### EXCERPTED TEXT
7. Juridicism and Bureaucracy
The intensification of juridicism in church life, connected to the same national state regeneration, should be added here. This is the reduction of church relations, already within the local churches themselves, to formal and administrative relations, distorting the very nature of Church life as well as the source of authority and governing in the Church. In Russia this began with Peter’s reforms, which applied to the Church principles of governmental administration and turned it into, from the government’s point of view, the “Department of Orthodox Confession.” And so, for instance, bishops started being transferred from see to see (in violation of all the canons) by a simple edict of the central church authority, and this was done not because of some need of the Church, but as an application of the purely civilian principles of “doing the job” and “promotions in the ranks.” But because of this, from a small local church, an organic cell of the universal ecclesiastical organism, uniting into indissoluble unity the lives of the bishop, the rest of the clergy, and the flock, the diocese came to resemble more of a kind of ecclesiastical province, a simple civilian administrative region ruled by edicts and circulars coming from an anonymous consistorial bureaucracy. As for the conciliar governing of the Church by bishops (the canons prescribe bishops’ councils twice a year), it was replaced by a central super-administration, operating likewise through edicts and circulars. From this point genuine canonical consciousness, which had been nourished by an ecclesiastical spirit and by an urge to build up Church life in accordance with Church Tradition, yielded to blind submission to red tape. When we are informed about “rebirth” of the Church in the USSR, which has been allegedly freed from the Ober-Procurator administration, without even mentioning this freedom, it suffices to read in any issue of the Journal of the Moscow Patriarchate the “Chronicle of Appointments and Transfers of Hierarchs” to become convinced that from out of the entire great past of the Russian Church what is being “reborn” most of all is this bureaucratic centralization of the Church’s administration. But to one degree or another Church life suffers from this everywhere. And this likewise weakens the conciliar life of the Church, in which, according to the 1848 Message of the Eastern Patriarchs, the entire body of the Church, the entire Church, is the preserver of truth and piety.
8. The Issue of Church Structure in the Emigration
Everything that has been said until now had the aim of briefly characterizing those sicknesses and defects of contemporary ecclesiastical consciousness which, being connected to facts that are very old and have long ago entered the mentality of Orthodox people, make any question of Church structure and “canonicity” so difficult. A simple reminder of the age-old norm which flows directly out of the very essence of the Church seems like an unheard of innovation or a groundless utopia. But this sickness of ecclesiastical and canonical consciousness has manifested itself with particular force in the émigré situation.
Probably, to many all of these theoretical historical discussions seemed abstract and distant from the burning and sore subjects of “actuality.” But as we now turn to our “foreign paths” and, more specifically, to Fr, Michael Polsky’s book, we will try to demonstrate why all of our “jurisdictional” arguments cannot be solved without following the path of a genuine return to the living and integral sources of Orthodox canonicity, i.e. to the Orthodox understanding of the Church’s essence.

### RECORD LIST
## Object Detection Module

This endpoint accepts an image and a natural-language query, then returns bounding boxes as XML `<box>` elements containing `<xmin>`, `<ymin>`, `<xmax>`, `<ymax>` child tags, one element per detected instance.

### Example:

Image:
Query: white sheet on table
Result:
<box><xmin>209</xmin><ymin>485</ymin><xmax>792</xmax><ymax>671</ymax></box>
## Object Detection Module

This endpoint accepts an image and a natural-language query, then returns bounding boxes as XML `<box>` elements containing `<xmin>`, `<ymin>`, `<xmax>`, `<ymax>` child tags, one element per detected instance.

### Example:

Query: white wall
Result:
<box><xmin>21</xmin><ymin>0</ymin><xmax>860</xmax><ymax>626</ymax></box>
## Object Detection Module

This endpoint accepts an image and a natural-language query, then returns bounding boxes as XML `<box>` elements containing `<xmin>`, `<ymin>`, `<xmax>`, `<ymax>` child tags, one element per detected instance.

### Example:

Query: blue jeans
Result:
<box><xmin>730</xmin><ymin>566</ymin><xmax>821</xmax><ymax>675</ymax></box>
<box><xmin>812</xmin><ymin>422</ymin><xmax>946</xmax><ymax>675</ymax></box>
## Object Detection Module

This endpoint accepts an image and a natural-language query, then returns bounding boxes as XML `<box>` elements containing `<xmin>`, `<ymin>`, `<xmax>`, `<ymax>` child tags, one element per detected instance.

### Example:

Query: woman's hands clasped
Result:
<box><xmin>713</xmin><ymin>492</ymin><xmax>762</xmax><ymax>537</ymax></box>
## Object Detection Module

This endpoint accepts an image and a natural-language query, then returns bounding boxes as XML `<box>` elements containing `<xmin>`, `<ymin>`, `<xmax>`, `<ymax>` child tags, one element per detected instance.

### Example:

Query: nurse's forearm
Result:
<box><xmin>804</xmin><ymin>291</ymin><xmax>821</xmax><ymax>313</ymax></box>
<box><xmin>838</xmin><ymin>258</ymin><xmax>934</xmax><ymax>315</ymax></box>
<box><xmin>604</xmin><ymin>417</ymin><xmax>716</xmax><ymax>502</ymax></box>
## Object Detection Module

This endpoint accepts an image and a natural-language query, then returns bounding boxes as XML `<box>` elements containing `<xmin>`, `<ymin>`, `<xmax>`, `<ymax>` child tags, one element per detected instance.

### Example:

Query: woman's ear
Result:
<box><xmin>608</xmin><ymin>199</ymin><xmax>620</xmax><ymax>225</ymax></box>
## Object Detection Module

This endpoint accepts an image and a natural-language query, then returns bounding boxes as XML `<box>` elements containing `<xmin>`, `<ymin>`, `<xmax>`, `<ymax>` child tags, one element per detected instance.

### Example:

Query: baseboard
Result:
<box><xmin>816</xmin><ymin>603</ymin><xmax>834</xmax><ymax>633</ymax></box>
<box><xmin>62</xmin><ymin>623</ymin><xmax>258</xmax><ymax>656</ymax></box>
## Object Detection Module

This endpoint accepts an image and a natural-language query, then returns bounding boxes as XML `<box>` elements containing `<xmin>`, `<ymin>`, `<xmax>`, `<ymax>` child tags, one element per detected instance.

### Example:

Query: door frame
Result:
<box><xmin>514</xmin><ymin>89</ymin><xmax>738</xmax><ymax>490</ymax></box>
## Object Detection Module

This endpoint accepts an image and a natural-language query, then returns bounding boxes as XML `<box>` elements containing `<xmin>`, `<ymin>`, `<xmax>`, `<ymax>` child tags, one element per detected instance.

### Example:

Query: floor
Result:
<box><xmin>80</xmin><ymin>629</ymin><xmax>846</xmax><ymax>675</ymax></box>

### PROBLEM SET
(1) According to the passage on church administration, how often do the canons prescribe bishops' councils?
(2) Write out the stretch of the passage on church administration from "Probably, to many" through "the Church’s essence.".
The items come from a separate source and are unrelated to the passage on church administration.

### EXERCISE ANSWERS
(1) Twice a year.

(2)
Probably, to many all of these theoretical historical discussions seemed abstract and distant from the burning and sore subjects of “actuality.” But as we now turn to our “foreign paths” and, more specifically, to Fr, Michael Polsky’s book, we will try to demonstrate why all of our “jurisdictional” arguments cannot be solved without following the path of a genuine return to the living and integral sources of Orthodox canonicity, i.e. to the Orthodox understanding of the Church’s essence.